▶ Supplied text:
────

Antibiotic treatment of Lyme disease depends on clinical signs and symptoms

Antibiotic treatment of Lyme disease (LD), which is transmitted by a bite from a deer tick, depends primarily on the patient's clinical signs and symptoms, according to a study supported by the Agency for Health Care Policy and Research (HS07813). Patients whose only symptom is a bulls-eye rash surrounding the tick bite (erythema migrans, EM) typically receive a 3-week course of doxycycline or amoxicillin. At the other extreme, 25 to 40 percent of patients with joint, neurologic, cardiac, or multiple extracutaneous symptoms or with systemic Lyme disease receive 2 to 3 weeks of intravenous ceftriaxone.The study was led by G. Thomas Strickland, M.D., Ph.D., of the University of Maryland School of Medicine.

Dr. Strickland and his colleagues studied Maryland State reporting forms completed by physicians to identify the antibiotics used to treat 1,601 patients (aged 1 to 92 years) diagnosed with LD by the reporting physician. They classified the patients into three groups: EM alone, EM and extracutaneous symptoms, and late manifestations of Lyme disease. Eighty-eight percent of the patients were treated initially with doxycycline, amoxicillin, or ceftriaxone; another 4 percent were treated with tetracycline. Eight-eight percent of the patients received one antibiotic, and about 12 percent were treated with two or more courses of antibiotics within 2 months following diagnosis.

────

▶ Given information:
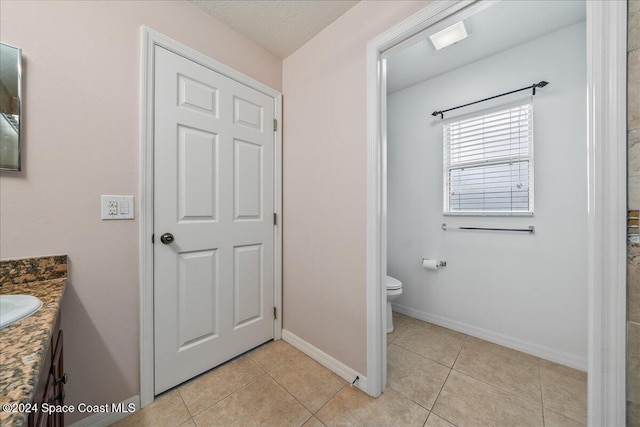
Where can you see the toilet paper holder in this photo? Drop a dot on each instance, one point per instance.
(440, 263)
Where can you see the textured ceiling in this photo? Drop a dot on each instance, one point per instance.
(281, 27)
(497, 27)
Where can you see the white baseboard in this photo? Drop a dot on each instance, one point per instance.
(105, 419)
(527, 347)
(325, 360)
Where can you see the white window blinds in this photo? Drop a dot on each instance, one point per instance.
(488, 163)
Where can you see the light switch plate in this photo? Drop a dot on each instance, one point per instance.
(116, 207)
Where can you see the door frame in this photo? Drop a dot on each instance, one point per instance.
(149, 40)
(607, 200)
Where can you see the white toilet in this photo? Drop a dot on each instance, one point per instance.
(394, 288)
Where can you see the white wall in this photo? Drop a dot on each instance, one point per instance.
(81, 139)
(325, 181)
(525, 291)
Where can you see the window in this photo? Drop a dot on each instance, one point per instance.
(488, 163)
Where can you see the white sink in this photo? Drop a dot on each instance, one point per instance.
(16, 307)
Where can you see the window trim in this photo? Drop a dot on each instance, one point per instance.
(446, 163)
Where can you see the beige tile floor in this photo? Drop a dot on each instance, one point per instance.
(436, 378)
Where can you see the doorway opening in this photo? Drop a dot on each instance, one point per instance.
(603, 216)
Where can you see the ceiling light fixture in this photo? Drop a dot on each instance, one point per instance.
(449, 35)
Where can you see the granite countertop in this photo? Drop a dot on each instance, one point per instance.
(23, 344)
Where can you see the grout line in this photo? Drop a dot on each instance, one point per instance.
(291, 394)
(424, 357)
(541, 394)
(294, 398)
(325, 403)
(440, 416)
(440, 392)
(228, 395)
(185, 405)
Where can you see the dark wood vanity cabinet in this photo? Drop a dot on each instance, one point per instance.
(49, 388)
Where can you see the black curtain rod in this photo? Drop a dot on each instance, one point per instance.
(533, 87)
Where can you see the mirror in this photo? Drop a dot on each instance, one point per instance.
(10, 106)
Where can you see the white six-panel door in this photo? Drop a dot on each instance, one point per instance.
(214, 193)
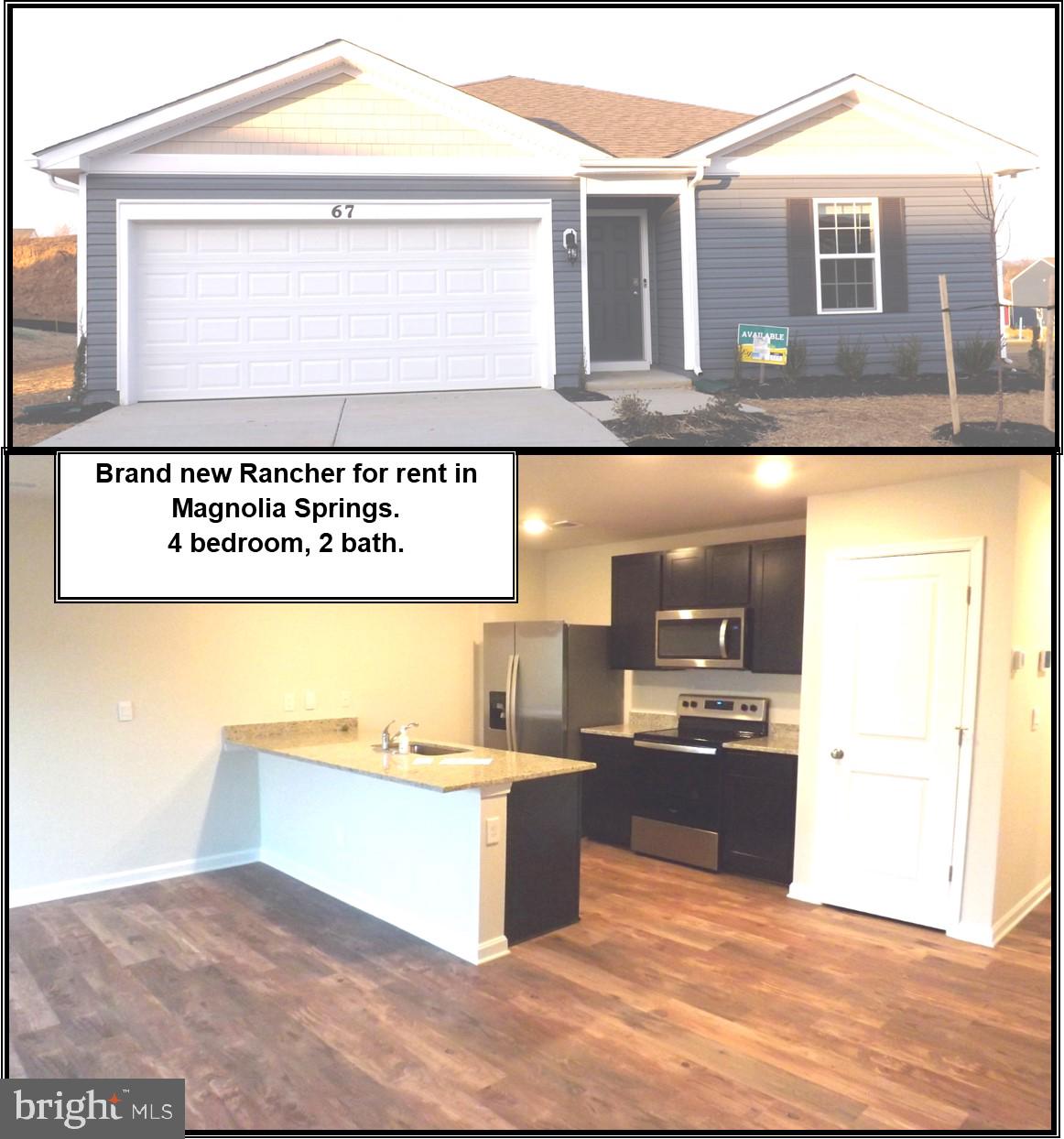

────

▶ Your instructions:
From the Lyme disease text, set down the stretch from "Antibiotic treatment of Lyme disease (LD), which" through "School of Medicine.".

▶ Task result:
Antibiotic treatment of Lyme disease (LD), which is transmitted by a bite from a deer tick, depends primarily on the patient's clinical signs and symptoms, according to a study supported by the Agency for Health Care Policy and Research (HS07813). Patients whose only symptom is a bulls-eye rash surrounding the tick bite (erythema migrans, EM) typically receive a 3-week course of doxycycline or amoxicillin. At the other extreme, 25 to 40 percent of patients with joint, neurologic, cardiac, or multiple extracutaneous symptoms or with systemic Lyme disease receive 2 to 3 weeks of intravenous ceftriaxone.The study was led by G. Thomas Strickland, M.D., Ph.D., of the University of Maryland School of Medicine.